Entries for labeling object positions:
────
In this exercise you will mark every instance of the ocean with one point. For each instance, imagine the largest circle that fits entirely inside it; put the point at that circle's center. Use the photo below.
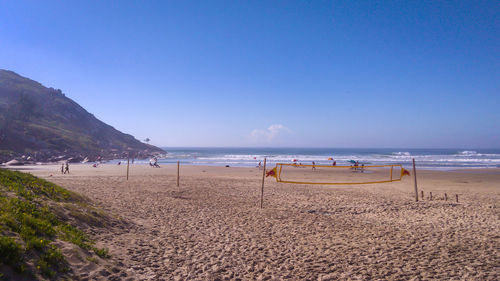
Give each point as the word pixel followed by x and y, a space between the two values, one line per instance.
pixel 433 159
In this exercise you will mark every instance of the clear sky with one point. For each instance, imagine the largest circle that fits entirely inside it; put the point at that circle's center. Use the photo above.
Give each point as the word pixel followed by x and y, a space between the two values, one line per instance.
pixel 270 73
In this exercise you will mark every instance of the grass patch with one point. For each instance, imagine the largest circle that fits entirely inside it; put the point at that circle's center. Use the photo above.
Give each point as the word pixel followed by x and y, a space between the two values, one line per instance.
pixel 24 211
pixel 10 252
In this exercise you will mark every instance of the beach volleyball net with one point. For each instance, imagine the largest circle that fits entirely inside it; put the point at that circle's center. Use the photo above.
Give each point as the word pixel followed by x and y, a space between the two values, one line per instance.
pixel 336 175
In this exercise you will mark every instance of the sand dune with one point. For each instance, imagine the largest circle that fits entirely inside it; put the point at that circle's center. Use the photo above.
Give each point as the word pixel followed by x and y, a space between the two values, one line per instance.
pixel 211 227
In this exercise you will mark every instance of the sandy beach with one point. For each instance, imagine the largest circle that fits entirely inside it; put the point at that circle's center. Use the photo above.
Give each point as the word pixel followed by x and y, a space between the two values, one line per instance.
pixel 211 227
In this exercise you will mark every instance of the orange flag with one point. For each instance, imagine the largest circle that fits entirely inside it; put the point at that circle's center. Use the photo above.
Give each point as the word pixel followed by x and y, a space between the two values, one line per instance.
pixel 271 173
pixel 404 172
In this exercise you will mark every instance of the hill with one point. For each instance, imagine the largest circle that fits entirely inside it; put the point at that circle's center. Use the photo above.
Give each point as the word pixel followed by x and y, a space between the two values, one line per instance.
pixel 42 124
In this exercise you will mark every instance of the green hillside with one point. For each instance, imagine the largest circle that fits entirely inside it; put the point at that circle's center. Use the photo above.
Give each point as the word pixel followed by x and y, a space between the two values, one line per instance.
pixel 46 125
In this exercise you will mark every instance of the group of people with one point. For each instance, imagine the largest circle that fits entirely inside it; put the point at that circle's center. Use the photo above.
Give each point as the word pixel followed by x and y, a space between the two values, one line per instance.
pixel 153 162
pixel 65 168
pixel 358 168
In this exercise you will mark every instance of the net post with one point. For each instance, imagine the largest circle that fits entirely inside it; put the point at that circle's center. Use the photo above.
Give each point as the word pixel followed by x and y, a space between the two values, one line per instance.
pixel 263 179
pixel 415 179
pixel 178 164
pixel 128 164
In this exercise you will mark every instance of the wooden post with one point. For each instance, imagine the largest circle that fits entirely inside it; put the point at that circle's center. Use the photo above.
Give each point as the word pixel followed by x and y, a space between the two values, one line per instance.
pixel 178 164
pixel 263 179
pixel 415 177
pixel 128 164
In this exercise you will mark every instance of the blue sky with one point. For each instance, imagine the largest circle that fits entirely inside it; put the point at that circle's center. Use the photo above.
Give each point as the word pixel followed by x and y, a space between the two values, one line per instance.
pixel 270 73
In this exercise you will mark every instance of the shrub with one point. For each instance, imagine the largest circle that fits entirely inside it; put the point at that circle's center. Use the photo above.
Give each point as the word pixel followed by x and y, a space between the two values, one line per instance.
pixel 10 251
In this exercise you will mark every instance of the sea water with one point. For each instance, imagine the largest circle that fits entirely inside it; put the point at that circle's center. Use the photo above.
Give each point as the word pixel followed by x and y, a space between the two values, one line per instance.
pixel 434 159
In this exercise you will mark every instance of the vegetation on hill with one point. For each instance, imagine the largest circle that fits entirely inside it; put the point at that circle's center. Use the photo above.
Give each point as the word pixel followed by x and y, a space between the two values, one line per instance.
pixel 34 215
pixel 43 124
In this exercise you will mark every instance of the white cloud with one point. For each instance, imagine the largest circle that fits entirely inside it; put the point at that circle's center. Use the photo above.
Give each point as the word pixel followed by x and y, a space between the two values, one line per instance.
pixel 271 133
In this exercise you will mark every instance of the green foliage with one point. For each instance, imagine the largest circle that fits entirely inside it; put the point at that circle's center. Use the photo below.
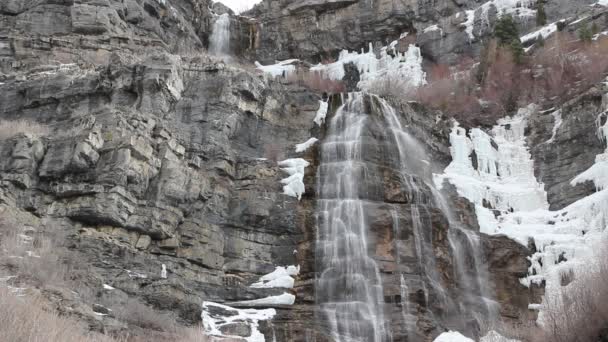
────
**DIRECTIONS**:
Write out again the lines starting with the line with "the green hillside" and going on through the line with "pixel 358 168", swapping "instance" for "occurrence" and leaving everything else unchanged.

**SOLUTION TO THE PROBLEM**:
In this exercise you will mark every occurrence of the green hillside with one point. For each occurrence, imagine the largest circle that fits entirely inside it; put the point at that circle's center. Use the photo above.
Give each point as the word pixel followed by x and y, a space between the two values, one line per occurrence.
pixel 46 125
In this exercise you will mark every occurrence of the group of people with one point. For each occurrence, imagine the largest circle that fits entirely inside it; put the point at that circle's center. Use the photo above.
Give each point as the word pixel followed by x and y, a space between the two values, one line per occurrence.
pixel 153 162
pixel 65 168
pixel 358 168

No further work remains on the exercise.